> _Task requirements_
Could you write out these items again with every "segment" replaced by "mark" and nothing else changed, leaving out the pictures?

> _Dataset records_
_ _ _ _ _ _ _

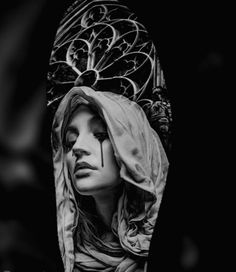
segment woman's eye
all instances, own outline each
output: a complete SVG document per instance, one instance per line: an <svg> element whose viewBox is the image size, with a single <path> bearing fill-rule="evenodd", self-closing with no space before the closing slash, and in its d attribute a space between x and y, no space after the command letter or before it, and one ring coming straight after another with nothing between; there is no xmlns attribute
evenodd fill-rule
<svg viewBox="0 0 236 272"><path fill-rule="evenodd" d="M109 138L107 132L96 132L94 133L94 136L98 139L98 141L101 141L101 142Z"/></svg>
<svg viewBox="0 0 236 272"><path fill-rule="evenodd" d="M65 150L67 152L69 152L72 149L73 145L76 142L76 139L77 139L77 136L75 136L74 134L67 135L66 141L65 141Z"/></svg>

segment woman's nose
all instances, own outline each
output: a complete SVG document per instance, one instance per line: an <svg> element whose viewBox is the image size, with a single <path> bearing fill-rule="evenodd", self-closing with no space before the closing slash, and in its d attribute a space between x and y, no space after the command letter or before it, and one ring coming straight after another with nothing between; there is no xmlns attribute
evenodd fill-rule
<svg viewBox="0 0 236 272"><path fill-rule="evenodd" d="M72 154L77 158L81 158L83 155L90 155L88 138L85 136L79 136L72 147Z"/></svg>

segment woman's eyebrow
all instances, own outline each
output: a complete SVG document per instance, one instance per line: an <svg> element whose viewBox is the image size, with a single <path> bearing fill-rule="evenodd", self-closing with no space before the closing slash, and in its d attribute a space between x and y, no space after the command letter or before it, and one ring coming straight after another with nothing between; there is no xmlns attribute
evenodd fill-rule
<svg viewBox="0 0 236 272"><path fill-rule="evenodd" d="M75 133L77 134L78 133L78 130L76 127L72 126L72 125L69 125L67 128L66 128L66 134L67 133Z"/></svg>
<svg viewBox="0 0 236 272"><path fill-rule="evenodd" d="M104 128L106 128L106 123L101 119L101 117L95 115L89 120L89 125L92 126L96 124L102 125Z"/></svg>

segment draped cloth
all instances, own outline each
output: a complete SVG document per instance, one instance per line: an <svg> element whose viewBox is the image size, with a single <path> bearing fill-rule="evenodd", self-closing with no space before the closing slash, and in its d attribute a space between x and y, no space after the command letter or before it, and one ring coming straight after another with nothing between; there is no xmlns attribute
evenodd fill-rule
<svg viewBox="0 0 236 272"><path fill-rule="evenodd" d="M72 105L96 107L107 124L120 177L124 183L113 215L115 242L99 237L96 243L78 238L80 216L62 145L63 121ZM146 270L168 172L168 159L159 136L134 101L90 87L73 87L62 99L52 125L52 149L57 205L58 238L65 272Z"/></svg>

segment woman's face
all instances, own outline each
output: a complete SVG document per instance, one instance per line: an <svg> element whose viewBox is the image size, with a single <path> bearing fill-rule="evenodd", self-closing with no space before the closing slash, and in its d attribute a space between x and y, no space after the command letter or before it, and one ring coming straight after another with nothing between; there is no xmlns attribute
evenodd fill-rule
<svg viewBox="0 0 236 272"><path fill-rule="evenodd" d="M82 195L114 190L119 167L103 120L80 105L65 130L65 159L75 189Z"/></svg>

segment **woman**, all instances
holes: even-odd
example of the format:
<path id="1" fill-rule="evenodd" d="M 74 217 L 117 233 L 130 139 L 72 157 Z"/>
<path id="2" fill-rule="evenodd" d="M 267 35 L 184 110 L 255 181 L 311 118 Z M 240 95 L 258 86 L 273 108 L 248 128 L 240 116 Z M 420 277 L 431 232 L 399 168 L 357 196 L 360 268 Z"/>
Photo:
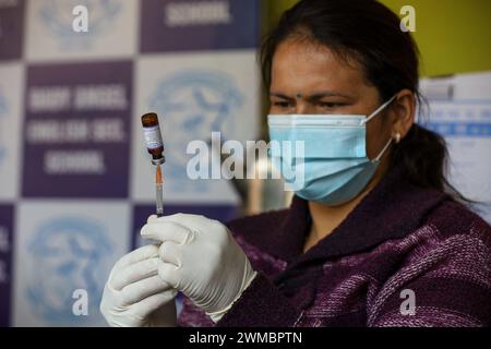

_ _ _ _ _ _ _

> _Right answer_
mark woman's eye
all instances, own outline each
output: a complete SVG document per instance, one instance per line: an <svg> element whose viewBox is the image size, with a single <path> bearing fill-rule="evenodd", self-closing with no space before the closing slash, and in its d attribute a space between x and y, no space after the command letter or before it, and one ring coming straight after another with nothing between; there is no xmlns attribute
evenodd fill-rule
<svg viewBox="0 0 236 272"><path fill-rule="evenodd" d="M109 138L107 132L96 132L94 133L94 136L98 139L98 141L101 141L101 142Z"/></svg>
<svg viewBox="0 0 236 272"><path fill-rule="evenodd" d="M65 150L67 152L69 152L72 149L73 145L76 142L76 139L77 139L77 136L75 136L74 134L67 135L66 141L65 141Z"/></svg>

mark woman's nose
all instances, own outline each
output: a complete SVG document per instance, one instance per line: an <svg> element whose viewBox is the image size, with a single <path> bearing fill-rule="evenodd", self-closing with no space before the closing slash, and in its d attribute a space between x and y, no space after the command letter or before it, and one ring coming straight after another with nothing between; there is no xmlns attribute
evenodd fill-rule
<svg viewBox="0 0 236 272"><path fill-rule="evenodd" d="M72 154L77 158L81 158L83 155L90 155L88 138L85 136L79 136L72 147Z"/></svg>

mark woman's eyebrow
all instances, own outline each
output: a complete SVG document per instance, one instance per line: an <svg> element whose viewBox is the image size, with a single <path> bearing fill-rule="evenodd", self-closing with no space before the closing slash, and in its d attribute a space between x and y, no space after the command letter or before it, and one ring coming straight after another with nothing between; there is no xmlns attribute
evenodd fill-rule
<svg viewBox="0 0 236 272"><path fill-rule="evenodd" d="M75 133L77 134L78 133L78 130L76 127L72 126L72 125L69 125L67 128L66 128L66 134L67 133Z"/></svg>
<svg viewBox="0 0 236 272"><path fill-rule="evenodd" d="M104 128L106 128L106 123L101 119L101 117L95 115L89 120L89 125L92 126L96 124L102 125Z"/></svg>

mark draped cloth
all instances, own outline each
output: a complete SVG document per instance, one instance per line: an <svg> element whose viewBox is the image size, with a single <path> bearing fill-rule="evenodd", self-closing with no space before the closing slash, and in its d attribute a space between x and y, no space after the command letter or before it, and one ring coming straight after another with nothing between; there is no xmlns attribute
evenodd fill-rule
<svg viewBox="0 0 236 272"><path fill-rule="evenodd" d="M72 105L96 107L107 124L120 177L124 183L113 215L115 242L99 237L96 243L78 238L80 216L62 145L63 121ZM146 270L168 172L168 159L159 136L134 101L90 87L73 87L62 99L52 125L52 149L57 205L58 238L65 272Z"/></svg>

mark woman's face
all instances, own outline each
output: a complete SVG document per instance, one instance per line: an <svg> element whose viewBox is the image size, with a single <path> bearing fill-rule="evenodd", self-closing with no space before the closing slash, and in its d attribute a space between x and y, no space after the command letter or before it, and one ring coming straight after another with nothing between; there is no xmlns attribute
evenodd fill-rule
<svg viewBox="0 0 236 272"><path fill-rule="evenodd" d="M82 195L114 190L119 167L103 120L80 105L65 130L65 159L75 189Z"/></svg>

mark **woman**, all instances
holes: even-odd
example of the format:
<path id="1" fill-rule="evenodd" d="M 74 217 L 117 233 L 130 139 L 72 157 Z"/>
<path id="2" fill-rule="evenodd" d="M 267 35 L 184 110 L 255 181 L 311 118 Z M 240 95 L 258 86 L 273 108 L 248 128 L 240 116 Z M 420 277 L 431 232 L 399 168 L 357 196 L 360 268 Z"/>
Photo:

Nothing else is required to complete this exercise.